Start

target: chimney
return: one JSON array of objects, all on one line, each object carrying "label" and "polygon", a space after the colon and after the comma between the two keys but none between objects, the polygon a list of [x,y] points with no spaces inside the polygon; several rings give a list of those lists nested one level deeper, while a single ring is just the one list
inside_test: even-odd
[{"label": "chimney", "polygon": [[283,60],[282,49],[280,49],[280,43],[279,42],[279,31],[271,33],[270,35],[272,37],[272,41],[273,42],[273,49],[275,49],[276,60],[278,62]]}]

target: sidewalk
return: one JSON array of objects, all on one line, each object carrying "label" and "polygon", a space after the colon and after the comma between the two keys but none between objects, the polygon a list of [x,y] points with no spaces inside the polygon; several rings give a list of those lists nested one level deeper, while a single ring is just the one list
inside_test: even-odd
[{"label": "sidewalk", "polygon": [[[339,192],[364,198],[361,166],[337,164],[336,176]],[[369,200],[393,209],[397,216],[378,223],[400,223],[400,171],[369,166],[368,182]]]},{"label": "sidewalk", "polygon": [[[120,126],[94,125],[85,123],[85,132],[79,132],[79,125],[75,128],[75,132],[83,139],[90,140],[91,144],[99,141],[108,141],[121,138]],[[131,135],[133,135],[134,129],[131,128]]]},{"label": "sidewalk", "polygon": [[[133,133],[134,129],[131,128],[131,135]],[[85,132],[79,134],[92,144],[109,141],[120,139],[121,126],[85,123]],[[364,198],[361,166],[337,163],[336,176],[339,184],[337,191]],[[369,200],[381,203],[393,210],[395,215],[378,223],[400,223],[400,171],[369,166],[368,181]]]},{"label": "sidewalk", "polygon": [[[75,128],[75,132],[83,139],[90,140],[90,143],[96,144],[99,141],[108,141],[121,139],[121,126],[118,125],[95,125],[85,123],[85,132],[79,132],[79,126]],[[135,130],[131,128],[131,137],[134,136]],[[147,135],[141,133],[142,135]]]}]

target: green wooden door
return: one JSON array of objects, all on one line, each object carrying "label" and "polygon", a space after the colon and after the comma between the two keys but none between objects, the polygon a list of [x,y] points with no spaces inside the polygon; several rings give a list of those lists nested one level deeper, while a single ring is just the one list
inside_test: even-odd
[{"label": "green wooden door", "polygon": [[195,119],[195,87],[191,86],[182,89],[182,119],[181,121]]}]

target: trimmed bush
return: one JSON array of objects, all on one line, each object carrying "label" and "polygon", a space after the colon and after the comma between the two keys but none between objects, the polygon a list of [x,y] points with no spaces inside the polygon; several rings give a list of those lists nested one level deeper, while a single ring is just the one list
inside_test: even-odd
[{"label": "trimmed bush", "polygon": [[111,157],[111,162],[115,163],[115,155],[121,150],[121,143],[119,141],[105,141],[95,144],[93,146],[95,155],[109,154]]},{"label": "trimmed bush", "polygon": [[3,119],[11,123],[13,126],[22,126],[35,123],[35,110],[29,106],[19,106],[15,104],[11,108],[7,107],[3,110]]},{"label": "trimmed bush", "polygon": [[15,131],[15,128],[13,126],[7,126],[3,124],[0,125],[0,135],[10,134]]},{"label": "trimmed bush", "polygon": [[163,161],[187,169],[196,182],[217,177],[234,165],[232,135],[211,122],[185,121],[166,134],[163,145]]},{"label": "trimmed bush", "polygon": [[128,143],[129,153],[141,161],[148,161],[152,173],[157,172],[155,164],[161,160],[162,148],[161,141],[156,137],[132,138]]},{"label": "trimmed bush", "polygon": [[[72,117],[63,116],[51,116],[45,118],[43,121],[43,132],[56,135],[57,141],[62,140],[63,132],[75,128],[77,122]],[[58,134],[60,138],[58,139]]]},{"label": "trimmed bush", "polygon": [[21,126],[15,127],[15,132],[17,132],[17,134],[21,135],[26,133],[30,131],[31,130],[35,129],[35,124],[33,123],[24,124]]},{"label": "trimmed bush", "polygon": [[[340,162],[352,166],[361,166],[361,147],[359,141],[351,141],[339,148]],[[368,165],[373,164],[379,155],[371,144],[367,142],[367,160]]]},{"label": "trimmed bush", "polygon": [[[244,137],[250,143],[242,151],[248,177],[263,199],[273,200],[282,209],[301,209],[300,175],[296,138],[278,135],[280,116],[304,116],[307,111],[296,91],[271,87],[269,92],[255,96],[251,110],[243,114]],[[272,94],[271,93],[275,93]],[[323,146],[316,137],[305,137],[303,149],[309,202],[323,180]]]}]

End

TO DO
Return every line above that contains the string "target".

SOLVED PROBLEM
target: chimney
target: sidewalk
target: green wooden door
target: trimmed bush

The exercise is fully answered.